> _Consignes_
A) Recopiez, dans le texte sur le recueil Infanticides, le passage qui va de « Le recueil de » jusqu'à « amniotiques. Les ombilics. ».
B) Donnez la suite du texte sur le recueil Infanticides, en reprenant après sa dernière phrase.

> _Extrait fourni_
>>>>
La poésie est diverse et multiple, par moment mélancolique, joyeuse parfois, compréhensible très souvent, hermétique quelquefois


Le recueil de poésie (mais est-ce vraiment un recueil de poésie, on peut se poser la question) que je voudrais vous présenter est un ouvrage hors norme, bizarre, venu de je ne sais quelle planète… L’auteur ? Il a pour nom « Le Spectre », le titre du recueil : Infanticides avec un sous-titre « bribes » Les éditions du Cygne en sont l’éditeur.

La quatrième de couverture donne comme explication « Vieillir, grandir, devenir adulte, c’est toujours un peu abandonner l’enfance. Dans ses bribes, l’auteur apparente le processus de maturation à un accouchement synonyme d’infanticide. Et tout cela est encore bien plus douloureux lorsque la conscience est présente à chaque étape. »
L’auteur a structuré sa pensée en quatre parties : Les gamètes. Les parturientes. Les amniotiques. Les ombilics.
Le texte se présente sous forme de paragraphes plus ou moins longs, sortes de pavés compacts. Les phrases assez courtes parlent de choses non reliées les unes aux autres ; on se déplace d’une ville à une autre, voire de continent... Les mots, les formules s’entrechoquent dans une relation surprenante. Chaque pavé est comme un monde à lui tout seul et vouloir relier un pavé à un autre tient du challenge. Au sein d’un même bloc, les images peuvent se succéder sans aucun lien, la surprise est au détour du mot, on s’attend à un mot et c’est un autre qui vient :
« A mordre dans le marbre la stèle d’un soupir. Et tu vis de ces images comme une épître. Un rasoir en montage. Un découpage en succession. Et l’œuf devient une caresse. Une flagellation doucereuse en miroir. L’antre aux antipodes et la  marée aux berceuses. »
Les mots ici n’ont pas l’exacte signification qu’ils peuvent avoir dans le domaine réel :
« Mais ton étoile est septentrionale. Au loin et à la gageure. Jusqu’à tous les calorifères qui se reflètent aux indivis. Le tout bien au centre de la guillotine jusqu’à en omettre le parjure. Et la bribe à la lusophone. Toutes les lunettes au vent et à l’écriture. »
La lecture n’est pas aisée, la compréhension, pas davantage comme ce passage aux dernières pages: « Voilà un Sahel à brûle-pourpoint. Voilà une Koutoubia à son image. Et une République qui hurle ses moignons. »
L’auteur termine de cette façon : « Parsèmeras-tu encore l’enfance ? Vivras-tu encore à l’aune. Tout le souffle aux aguets. Toute l’absence aux veines. Une atteinte au mouvement. Un piano par-delà. A tous les solfèges. Au milieu du mièvre. »
<<<<
> _Lignes fournies_
>>>>
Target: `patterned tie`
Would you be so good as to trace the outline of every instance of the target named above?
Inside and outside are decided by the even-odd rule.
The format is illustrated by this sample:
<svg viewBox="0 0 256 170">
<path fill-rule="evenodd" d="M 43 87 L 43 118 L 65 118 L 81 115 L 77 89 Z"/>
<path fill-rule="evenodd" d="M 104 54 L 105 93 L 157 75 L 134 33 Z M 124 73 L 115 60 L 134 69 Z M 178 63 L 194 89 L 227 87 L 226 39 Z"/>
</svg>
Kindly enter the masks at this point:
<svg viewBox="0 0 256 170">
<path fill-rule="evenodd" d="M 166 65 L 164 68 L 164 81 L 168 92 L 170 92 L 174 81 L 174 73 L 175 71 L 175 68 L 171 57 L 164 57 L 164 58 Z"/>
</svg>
<<<<
> _Réponses par consigne_
A)
Le recueil de poésie (mais est-ce vraiment un recueil de poésie, on peut se poser la question) que je voudrais vous présenter est un ouvrage hors norme, bizarre, venu de je ne sais quelle planète… L’auteur ? Il a pour nom « Le Spectre », le titre du recueil : Infanticides avec un sous-titre « bribes » Les éditions du Cygne en sont l’éditeur.

La quatrième de couverture donne comme explication « Vieillir, grandir, devenir adulte, c’est toujours un peu abandonner l’enfance. Dans ses bribes, l’auteur apparente le processus de maturation à un accouchement synonyme d’infanticide. Et tout cela est encore bien plus douloureux lorsque la conscience est présente à chaque étape. »
L’auteur a structuré sa pensée en quatre parties : Les gamètes. Les parturientes. Les amniotiques. Les ombilics.

B)
Comme on peut le voir, la compréhension immédiate n’est pas offerte !
Dessous ce magma où les mots sont projetés en images déstructurées, où le questionnement pour une toute simple compréhension de ce qui est lu nous tient en éveil, peuvent apparaître des moments de poésie, non par des mots poétiques, non, ce n’est pas cela, c’est plutôt par une ou de images construites au sein d’un même bloc qui offrent au lecteur un moment de poésie, une évocation poétique… Cette façon de faire provoque le lecteur, le force à réagir, à donner du sens à cette débauche hétérogène de mots mis ici comme par erreur. L’inattendu est à chaque phrase !
« Malgré l’odeur de la soie plissée. Et le liquide la saupoudre jusqu’à la duplique, jusqu’à la subdivision, jusqu’à cette enfance qu’il lui faudra maturer. »
ou encore :
« Tu crispes ta hanche à tes derniers atours. Le désert à ton siècle et la tempe aux préposés. Le menton filandreux et l’olfactif de la divine. »
Le sens nous échappe, on croit le saisir et il ne cesse de fuir. Le questionnement est récurrent :Dirions-nous que le ciel se cisèle ?Dès les nervures ? Parsèmeras-tu encore  l’enfance ?Etait-ce seulement un Edit ? De Nantes ou d’ailleurs ? Ce qui permet à l’auteur de relancer un discours qui lui est propre. 
Ce livre est si étrange qu’il est difficile à quitter ; sans cesse on le reprend, on l’ouvre au hasard des pages, on lit ou relit un passage, on est de nouveau interloqué, on ne sait quoi penser… On voudrait comprendre, avoir la clé qui permettrait de mieux saisir la pensée de l’auteur…
L’abondance du vocabulaire, la diversité des images, la force des expressions frappent dès l’abord. Une maîtrise parfaite d’une technique bien rodée, créée par l’auteur, subjugue le lecteur, le déconcerte, le rend accroc, comme dépendant à cette littérature-là.
Si vous voulez sortir des chemins battus et rebattus d’une certaine poésie ; subir le choc de mots inattendus ; perdre son chemin dans un foisonnement incessant d’images surprenantes, alors, lisez ce livre, il ne vous quittera plus pour un long temps.

(Dans toutes les bonnes librairies au prix de 10 €.)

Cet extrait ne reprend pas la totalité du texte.